====== Exercise material ======
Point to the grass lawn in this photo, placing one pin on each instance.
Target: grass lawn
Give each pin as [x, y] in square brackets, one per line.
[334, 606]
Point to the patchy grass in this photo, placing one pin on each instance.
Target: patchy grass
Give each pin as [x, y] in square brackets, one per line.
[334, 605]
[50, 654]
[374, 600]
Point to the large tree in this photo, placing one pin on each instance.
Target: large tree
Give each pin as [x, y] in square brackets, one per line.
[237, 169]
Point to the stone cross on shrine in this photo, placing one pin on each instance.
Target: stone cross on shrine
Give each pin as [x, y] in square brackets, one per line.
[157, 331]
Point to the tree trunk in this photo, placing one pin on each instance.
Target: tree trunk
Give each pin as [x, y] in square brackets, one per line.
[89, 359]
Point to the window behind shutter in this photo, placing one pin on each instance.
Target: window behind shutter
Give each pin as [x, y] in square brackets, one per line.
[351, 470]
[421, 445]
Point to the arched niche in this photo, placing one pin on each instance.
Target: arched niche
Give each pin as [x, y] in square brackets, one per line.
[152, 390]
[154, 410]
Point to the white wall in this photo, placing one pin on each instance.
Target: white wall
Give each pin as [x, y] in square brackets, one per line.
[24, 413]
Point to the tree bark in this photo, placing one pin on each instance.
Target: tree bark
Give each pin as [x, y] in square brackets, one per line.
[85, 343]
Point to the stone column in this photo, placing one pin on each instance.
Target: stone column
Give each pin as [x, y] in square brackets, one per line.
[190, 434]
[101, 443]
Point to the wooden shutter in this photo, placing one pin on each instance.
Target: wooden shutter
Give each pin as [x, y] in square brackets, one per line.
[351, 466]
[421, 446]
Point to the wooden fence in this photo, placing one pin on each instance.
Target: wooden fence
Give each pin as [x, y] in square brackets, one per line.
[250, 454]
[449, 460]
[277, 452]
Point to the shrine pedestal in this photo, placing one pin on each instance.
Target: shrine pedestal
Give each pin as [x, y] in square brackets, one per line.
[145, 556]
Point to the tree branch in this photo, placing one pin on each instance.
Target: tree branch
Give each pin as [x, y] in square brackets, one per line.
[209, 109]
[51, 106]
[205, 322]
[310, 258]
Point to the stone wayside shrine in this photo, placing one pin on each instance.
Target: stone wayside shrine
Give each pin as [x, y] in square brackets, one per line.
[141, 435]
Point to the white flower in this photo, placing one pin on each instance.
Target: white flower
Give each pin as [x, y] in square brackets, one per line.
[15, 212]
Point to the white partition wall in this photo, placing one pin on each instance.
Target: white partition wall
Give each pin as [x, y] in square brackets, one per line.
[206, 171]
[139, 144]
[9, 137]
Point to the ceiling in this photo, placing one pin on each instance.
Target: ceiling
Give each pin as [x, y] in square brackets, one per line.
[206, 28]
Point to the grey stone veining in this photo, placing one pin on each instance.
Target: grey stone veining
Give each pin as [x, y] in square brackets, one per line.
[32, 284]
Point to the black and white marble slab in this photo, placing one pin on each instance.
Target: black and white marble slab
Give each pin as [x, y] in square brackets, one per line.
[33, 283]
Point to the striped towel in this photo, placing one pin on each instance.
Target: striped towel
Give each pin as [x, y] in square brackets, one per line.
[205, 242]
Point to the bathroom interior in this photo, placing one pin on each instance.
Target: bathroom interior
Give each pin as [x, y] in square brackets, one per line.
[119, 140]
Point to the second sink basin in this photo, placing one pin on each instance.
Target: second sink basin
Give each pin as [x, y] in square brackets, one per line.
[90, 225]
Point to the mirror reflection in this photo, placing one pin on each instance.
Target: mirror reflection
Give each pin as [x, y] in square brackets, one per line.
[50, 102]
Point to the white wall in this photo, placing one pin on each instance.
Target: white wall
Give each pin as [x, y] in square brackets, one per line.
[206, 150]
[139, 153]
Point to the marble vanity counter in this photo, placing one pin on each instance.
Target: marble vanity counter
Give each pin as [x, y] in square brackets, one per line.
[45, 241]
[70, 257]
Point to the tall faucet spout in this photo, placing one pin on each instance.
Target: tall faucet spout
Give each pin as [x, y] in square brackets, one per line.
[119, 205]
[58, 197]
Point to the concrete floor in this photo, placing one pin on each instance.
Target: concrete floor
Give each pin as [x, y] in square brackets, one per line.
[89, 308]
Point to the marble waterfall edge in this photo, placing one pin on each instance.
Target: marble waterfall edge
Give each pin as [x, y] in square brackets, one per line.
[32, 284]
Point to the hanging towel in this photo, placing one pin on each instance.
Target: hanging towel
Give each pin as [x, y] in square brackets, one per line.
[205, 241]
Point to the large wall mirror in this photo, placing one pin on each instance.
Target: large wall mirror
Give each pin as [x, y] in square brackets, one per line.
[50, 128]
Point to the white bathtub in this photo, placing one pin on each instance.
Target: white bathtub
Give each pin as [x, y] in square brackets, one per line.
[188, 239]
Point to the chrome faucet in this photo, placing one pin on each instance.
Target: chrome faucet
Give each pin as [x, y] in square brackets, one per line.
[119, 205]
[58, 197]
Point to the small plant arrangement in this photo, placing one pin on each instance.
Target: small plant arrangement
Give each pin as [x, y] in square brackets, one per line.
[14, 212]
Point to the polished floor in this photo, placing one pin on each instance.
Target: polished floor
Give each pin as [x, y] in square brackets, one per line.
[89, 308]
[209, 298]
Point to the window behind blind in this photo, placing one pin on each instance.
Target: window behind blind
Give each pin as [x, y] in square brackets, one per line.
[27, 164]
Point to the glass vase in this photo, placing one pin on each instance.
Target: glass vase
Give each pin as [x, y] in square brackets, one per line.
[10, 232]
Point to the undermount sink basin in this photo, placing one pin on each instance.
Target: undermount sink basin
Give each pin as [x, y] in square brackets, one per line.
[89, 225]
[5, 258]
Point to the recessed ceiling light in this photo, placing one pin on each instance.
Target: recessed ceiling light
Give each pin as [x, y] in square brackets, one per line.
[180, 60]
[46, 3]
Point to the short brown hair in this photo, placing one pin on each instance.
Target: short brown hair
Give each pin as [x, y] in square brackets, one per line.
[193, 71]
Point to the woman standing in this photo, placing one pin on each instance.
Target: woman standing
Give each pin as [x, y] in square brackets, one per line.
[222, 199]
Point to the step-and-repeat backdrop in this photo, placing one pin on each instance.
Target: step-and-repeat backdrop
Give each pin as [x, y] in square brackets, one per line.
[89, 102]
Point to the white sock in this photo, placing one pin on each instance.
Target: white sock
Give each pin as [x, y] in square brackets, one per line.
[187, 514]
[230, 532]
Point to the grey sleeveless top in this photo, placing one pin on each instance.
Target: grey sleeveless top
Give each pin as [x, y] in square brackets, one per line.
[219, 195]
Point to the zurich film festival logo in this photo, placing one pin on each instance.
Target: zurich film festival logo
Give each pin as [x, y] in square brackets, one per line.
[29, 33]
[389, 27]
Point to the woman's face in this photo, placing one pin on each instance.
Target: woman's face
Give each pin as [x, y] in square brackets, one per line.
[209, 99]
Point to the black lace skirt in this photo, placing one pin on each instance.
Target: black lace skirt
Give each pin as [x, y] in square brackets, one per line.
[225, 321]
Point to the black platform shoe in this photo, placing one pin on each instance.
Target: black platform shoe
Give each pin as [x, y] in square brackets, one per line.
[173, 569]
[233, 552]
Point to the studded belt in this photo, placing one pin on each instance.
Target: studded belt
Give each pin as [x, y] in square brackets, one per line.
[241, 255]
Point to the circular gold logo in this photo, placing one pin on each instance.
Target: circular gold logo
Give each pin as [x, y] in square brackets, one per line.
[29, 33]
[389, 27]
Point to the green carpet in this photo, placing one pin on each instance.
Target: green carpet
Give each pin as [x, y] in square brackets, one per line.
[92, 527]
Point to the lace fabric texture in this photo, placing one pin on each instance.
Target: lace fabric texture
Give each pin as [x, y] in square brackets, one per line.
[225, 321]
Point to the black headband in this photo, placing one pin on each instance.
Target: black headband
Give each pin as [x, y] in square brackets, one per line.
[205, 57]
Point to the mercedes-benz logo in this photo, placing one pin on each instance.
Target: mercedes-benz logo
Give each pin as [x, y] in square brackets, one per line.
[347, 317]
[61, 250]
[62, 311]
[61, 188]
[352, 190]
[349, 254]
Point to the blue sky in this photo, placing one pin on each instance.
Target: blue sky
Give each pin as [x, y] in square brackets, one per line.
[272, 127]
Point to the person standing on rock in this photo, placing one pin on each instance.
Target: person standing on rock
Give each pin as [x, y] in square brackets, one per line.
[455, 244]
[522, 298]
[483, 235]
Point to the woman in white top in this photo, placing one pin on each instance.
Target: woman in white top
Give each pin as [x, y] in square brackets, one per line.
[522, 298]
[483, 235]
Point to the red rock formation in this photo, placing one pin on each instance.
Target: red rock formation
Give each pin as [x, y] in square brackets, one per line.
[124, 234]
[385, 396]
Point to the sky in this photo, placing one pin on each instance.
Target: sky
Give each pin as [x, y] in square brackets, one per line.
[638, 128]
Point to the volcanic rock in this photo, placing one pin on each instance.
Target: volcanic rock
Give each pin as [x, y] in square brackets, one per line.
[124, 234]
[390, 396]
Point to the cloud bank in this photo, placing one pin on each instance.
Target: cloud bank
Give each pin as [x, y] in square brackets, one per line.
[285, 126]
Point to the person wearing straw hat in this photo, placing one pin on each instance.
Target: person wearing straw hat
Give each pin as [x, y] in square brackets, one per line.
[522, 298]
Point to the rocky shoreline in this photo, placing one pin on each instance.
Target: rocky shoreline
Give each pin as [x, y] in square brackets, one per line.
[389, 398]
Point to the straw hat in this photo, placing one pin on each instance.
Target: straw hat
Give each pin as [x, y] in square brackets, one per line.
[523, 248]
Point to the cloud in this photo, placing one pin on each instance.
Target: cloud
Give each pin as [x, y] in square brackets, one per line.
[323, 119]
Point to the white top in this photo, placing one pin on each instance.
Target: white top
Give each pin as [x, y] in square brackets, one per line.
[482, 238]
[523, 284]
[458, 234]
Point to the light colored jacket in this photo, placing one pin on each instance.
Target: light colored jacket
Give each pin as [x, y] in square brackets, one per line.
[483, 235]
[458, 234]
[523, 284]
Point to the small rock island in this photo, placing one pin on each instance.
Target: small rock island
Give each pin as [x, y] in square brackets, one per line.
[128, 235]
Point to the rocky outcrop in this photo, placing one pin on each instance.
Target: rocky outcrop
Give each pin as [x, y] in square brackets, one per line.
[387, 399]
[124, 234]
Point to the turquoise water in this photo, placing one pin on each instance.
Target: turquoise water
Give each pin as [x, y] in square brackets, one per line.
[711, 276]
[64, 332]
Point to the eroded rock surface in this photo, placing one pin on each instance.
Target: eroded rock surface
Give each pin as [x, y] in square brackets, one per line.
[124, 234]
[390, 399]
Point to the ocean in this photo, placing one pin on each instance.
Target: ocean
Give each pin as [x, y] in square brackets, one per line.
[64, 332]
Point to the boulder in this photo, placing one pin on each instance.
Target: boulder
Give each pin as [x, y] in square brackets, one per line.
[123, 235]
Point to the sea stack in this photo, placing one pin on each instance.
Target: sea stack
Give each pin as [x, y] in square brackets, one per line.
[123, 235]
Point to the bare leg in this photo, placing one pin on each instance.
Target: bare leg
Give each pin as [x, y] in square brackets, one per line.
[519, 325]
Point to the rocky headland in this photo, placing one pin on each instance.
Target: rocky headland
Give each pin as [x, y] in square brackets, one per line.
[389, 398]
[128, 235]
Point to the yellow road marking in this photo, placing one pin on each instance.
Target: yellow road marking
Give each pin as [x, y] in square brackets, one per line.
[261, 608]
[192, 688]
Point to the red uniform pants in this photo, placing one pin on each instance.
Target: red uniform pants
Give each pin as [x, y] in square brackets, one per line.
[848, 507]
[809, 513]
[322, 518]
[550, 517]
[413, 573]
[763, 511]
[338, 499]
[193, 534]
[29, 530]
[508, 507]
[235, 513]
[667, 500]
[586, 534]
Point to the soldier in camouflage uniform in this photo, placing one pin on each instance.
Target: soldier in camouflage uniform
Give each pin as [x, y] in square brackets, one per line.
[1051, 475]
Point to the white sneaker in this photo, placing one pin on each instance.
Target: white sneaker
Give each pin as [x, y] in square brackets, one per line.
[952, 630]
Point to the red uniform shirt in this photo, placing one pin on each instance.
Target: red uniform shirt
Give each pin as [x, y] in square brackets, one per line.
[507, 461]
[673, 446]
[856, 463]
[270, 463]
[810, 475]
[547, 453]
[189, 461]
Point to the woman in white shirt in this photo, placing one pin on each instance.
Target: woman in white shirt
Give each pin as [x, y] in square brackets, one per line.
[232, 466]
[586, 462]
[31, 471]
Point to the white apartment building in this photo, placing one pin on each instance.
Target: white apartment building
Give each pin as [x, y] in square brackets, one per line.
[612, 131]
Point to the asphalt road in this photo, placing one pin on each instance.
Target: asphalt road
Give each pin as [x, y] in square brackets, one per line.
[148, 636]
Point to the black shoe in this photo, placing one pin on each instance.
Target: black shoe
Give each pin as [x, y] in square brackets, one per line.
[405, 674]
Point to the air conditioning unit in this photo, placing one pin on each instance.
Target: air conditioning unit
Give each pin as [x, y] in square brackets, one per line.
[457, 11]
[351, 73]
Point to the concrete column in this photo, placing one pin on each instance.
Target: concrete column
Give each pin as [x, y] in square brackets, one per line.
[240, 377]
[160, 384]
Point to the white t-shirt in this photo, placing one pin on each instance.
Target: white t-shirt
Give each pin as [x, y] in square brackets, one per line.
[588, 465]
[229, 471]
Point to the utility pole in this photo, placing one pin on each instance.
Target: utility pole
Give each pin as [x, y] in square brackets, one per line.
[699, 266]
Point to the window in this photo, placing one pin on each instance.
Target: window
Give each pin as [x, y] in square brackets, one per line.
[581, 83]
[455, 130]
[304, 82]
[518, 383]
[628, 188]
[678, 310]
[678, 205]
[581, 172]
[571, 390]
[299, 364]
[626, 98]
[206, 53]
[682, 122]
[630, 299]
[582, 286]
======
Exercise description | Starting with the line that contains "Point to the woman in white shirt" and going on through the end of the material, write every line out again, requests included, but multiply each coordinate in the answers by 1.2 and round to a whole number, with halves rounded up. Produce only those lines.

Result below |
Point to the woman in white shirt in this photo, placing one pin on each instance.
Target: woman in white shirt
Give each pin as [x, y] in square brackets, one per line.
[278, 559]
[703, 554]
[37, 565]
Point to the white apartment building in this photo, placing one pin on each instance.
Target: white apartment building
Give each pin as [x, y] in square brackets, one per line.
[734, 157]
Point to the asphalt road in this photo, placing one pin on each instance.
Target: asphalt road
Give each pin as [x, y] in square brackets, one per line.
[178, 763]
Point to the black shoe in this photo, placing one pin on each instance.
Target: black shoe
Give each pin as [x, y] in square brackets, one per line.
[486, 809]
Point to the air conditioning unit in this photo, placing one pin on each instance.
Target: air conditioning unit
Give each pin as [x, y] in square brackets, one per line.
[548, 13]
[421, 88]
Point to the concrete column in this photo, placing one pin on each instance.
Target: concrete column
Give each pin as [x, y] in square brackets, one per line.
[288, 452]
[192, 461]
Point to the white t-shirt in this photo, placing one pin on each instance.
Target: white t-shirt
Give each pin as [x, y] in square brackets, one per line.
[706, 558]
[275, 565]
Point to the utility pole in this photo, placing one pin on each instance.
Target: utility pole
Give each pin as [x, y] in square brackets, one per line.
[839, 319]
Point to the window in this photo, placing one pin on each instance.
Target: window
Give each pin as [x, y] in square brackets, one per line.
[697, 100]
[546, 156]
[365, 98]
[622, 460]
[754, 226]
[814, 372]
[814, 246]
[697, 206]
[685, 468]
[359, 437]
[751, 118]
[247, 64]
[818, 146]
[756, 359]
[698, 343]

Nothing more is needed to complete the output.